Page extract
“Illinois Lawmakers Will be Working Before the Primary, Right?”(Illinois Family Spotlight #076)

Monte and Dave are back with Ralph Rivera, a lobbyist for Illinois Right to Life Action and Illinois Family Institute.

This week’s Spotlight features a discussion about the March 20th primary, the lawsuit surrounding HB 40, a bill enacting taxpayer funding of abortion, SB 1564 a bill that forces medical personnel to refer women to abortion clinics, the sanctuary state legislation signed by Governor Rauner, the Equal Rights Amendment, and new legislation concerns, including physician assisted suicide, and recreational marijuana.

Since Governor Bruce Rauner signed HB 40 allowing for tax dollars to be used to pay for abortions, a lawsuit was filed by Illinois Right to Life Action and the Thomas More Society. The suit features two challenges according to Ralph Rivera. First, in regard to the law’s expenditure of public funds, since the General Assembly has yet to set aside funds, there is technically no money available to pay for the abortions. Second, the suit challenges the date that the law goes into effect. Rather than its stated effective date of January 1, 2018, the lawsuit contends it should be June 1st, according to legislative rules. Success in this challenge could save thousands of lives.

SB 1564, another bill signed by Governor Rauner, mandates that pregnancy care centers and doctors promote abortion. Last year a federal court issued an injunction that halted the enforcement of the law. The challenge to it stipulates that it violates conscience rights and free speech, which is contrary to federal law and the U.S. Constitution. A case currently before the U.S. Supreme Court is expected to have an impact on SB 1564 as well (click here to learn more).

Task description
According to the Illinois Family Spotlight summary, which two groups filed the lawsuit over HB 40?

Data provided

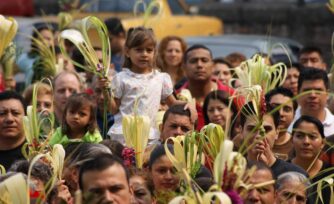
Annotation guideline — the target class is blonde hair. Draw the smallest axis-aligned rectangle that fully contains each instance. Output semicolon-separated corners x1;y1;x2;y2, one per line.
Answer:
123;26;157;69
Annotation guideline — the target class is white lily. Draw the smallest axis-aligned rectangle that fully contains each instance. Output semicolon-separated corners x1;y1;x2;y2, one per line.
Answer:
59;16;111;77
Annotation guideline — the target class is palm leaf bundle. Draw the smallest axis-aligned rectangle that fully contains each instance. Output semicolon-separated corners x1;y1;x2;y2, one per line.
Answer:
122;114;151;168
0;15;18;57
59;16;111;77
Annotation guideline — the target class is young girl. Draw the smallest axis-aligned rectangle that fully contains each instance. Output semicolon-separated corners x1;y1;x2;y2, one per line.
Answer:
100;27;193;144
50;93;102;145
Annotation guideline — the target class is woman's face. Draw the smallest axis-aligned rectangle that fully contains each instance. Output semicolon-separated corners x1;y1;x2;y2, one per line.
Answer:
37;94;53;114
207;99;233;128
277;180;307;204
282;67;299;95
130;175;153;204
151;155;180;191
164;40;183;67
40;29;54;46
213;63;232;85
292;121;324;160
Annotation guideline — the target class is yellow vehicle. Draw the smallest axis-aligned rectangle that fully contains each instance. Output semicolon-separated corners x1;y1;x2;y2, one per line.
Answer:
122;0;223;39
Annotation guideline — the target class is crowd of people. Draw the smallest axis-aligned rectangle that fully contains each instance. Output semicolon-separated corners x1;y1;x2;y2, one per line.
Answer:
0;18;334;204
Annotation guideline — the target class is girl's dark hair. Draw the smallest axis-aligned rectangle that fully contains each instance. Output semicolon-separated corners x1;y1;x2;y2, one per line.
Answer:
292;115;325;139
203;90;238;132
61;93;97;135
123;26;157;68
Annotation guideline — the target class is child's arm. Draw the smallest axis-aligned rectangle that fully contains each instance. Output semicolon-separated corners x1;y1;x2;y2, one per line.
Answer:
166;94;198;122
99;78;121;115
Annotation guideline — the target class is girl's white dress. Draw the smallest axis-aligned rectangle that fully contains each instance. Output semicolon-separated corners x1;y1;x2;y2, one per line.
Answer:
108;68;173;144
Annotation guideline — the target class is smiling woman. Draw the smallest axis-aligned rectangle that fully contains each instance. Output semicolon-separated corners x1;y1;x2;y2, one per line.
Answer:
291;115;334;203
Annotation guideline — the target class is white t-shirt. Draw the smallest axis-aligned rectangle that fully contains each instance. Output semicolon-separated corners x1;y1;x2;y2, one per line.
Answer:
108;68;173;143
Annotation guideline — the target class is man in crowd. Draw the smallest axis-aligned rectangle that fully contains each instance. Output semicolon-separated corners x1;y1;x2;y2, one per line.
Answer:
240;103;307;178
79;154;133;204
53;71;83;124
299;46;327;71
176;44;234;130
0;91;26;170
160;104;194;142
244;162;276;204
266;87;297;160
289;68;334;137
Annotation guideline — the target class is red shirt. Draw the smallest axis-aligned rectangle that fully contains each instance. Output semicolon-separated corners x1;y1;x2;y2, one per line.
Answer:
175;78;244;131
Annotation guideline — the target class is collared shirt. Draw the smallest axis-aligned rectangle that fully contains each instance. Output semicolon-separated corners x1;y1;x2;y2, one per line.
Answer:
288;106;334;137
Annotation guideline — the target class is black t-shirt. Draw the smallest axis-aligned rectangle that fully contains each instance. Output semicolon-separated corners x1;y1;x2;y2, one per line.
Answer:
270;159;308;179
0;142;25;171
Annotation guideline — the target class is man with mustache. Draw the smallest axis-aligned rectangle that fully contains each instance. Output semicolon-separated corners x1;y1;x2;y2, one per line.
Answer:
289;68;334;137
266;87;297;160
176;44;234;130
0;91;26;170
240;102;307;178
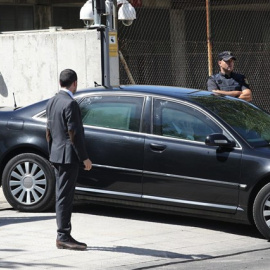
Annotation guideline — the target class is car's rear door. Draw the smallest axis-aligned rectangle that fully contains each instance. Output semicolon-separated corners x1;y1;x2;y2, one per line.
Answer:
143;98;242;212
76;94;144;200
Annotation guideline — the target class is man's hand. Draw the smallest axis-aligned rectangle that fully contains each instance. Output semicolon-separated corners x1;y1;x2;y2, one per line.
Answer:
83;158;92;171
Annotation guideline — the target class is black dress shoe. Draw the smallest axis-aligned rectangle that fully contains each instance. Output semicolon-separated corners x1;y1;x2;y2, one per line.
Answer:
56;236;87;250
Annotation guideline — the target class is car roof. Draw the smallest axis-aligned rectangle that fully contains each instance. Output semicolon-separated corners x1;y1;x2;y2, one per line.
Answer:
75;85;213;99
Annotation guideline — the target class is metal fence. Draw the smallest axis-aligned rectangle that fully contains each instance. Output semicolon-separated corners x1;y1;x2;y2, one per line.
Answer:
118;0;270;111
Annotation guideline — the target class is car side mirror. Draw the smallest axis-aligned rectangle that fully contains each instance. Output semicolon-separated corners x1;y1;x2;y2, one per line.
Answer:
205;133;236;148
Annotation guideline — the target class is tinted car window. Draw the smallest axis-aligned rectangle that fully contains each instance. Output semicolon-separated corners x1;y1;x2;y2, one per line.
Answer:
154;99;222;142
80;96;143;131
192;96;270;147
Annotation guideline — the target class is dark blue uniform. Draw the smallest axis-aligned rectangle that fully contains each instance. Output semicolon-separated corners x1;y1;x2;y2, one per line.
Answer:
207;72;250;91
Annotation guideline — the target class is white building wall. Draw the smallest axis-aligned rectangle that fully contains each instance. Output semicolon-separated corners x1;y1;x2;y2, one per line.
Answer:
0;29;102;106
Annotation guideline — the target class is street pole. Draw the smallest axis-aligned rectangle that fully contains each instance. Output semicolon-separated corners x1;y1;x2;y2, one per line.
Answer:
94;0;119;88
206;0;213;76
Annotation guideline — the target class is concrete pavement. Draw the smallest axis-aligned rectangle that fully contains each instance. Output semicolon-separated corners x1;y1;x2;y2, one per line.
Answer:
0;189;270;270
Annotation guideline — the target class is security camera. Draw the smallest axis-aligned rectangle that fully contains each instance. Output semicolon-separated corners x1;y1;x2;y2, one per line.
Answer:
80;0;94;28
117;0;136;26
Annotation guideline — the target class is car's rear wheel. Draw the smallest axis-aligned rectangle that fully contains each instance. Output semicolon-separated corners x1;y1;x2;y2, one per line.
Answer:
253;183;270;239
2;153;55;212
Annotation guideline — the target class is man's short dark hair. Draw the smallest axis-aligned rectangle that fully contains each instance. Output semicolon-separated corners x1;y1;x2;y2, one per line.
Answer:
59;69;78;88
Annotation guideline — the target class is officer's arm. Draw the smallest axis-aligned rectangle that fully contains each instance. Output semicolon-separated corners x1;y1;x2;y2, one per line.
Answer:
239;88;252;101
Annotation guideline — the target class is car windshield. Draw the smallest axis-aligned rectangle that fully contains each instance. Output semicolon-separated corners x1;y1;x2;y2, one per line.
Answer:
192;95;270;147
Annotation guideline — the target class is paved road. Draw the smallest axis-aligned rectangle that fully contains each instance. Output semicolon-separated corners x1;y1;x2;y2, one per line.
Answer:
0;188;270;270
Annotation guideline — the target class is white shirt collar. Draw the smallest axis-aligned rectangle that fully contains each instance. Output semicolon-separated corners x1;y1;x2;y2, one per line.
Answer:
60;88;74;98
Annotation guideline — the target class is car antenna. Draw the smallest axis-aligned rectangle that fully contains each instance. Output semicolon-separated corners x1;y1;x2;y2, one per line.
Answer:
13;92;17;109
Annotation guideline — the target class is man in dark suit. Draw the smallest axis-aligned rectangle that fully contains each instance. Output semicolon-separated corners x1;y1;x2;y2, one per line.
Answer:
46;69;92;250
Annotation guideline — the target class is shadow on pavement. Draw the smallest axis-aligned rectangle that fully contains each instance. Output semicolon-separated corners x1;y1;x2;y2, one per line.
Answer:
87;246;212;260
0;213;55;227
73;202;264;239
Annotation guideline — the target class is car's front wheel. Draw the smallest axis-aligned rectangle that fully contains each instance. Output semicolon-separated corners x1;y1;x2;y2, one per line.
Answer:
253;183;270;239
2;153;55;212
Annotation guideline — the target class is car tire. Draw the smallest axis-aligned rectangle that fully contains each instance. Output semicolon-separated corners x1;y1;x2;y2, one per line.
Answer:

Response for this exercise
Illinois Right to Life Action and the Thomas More Society.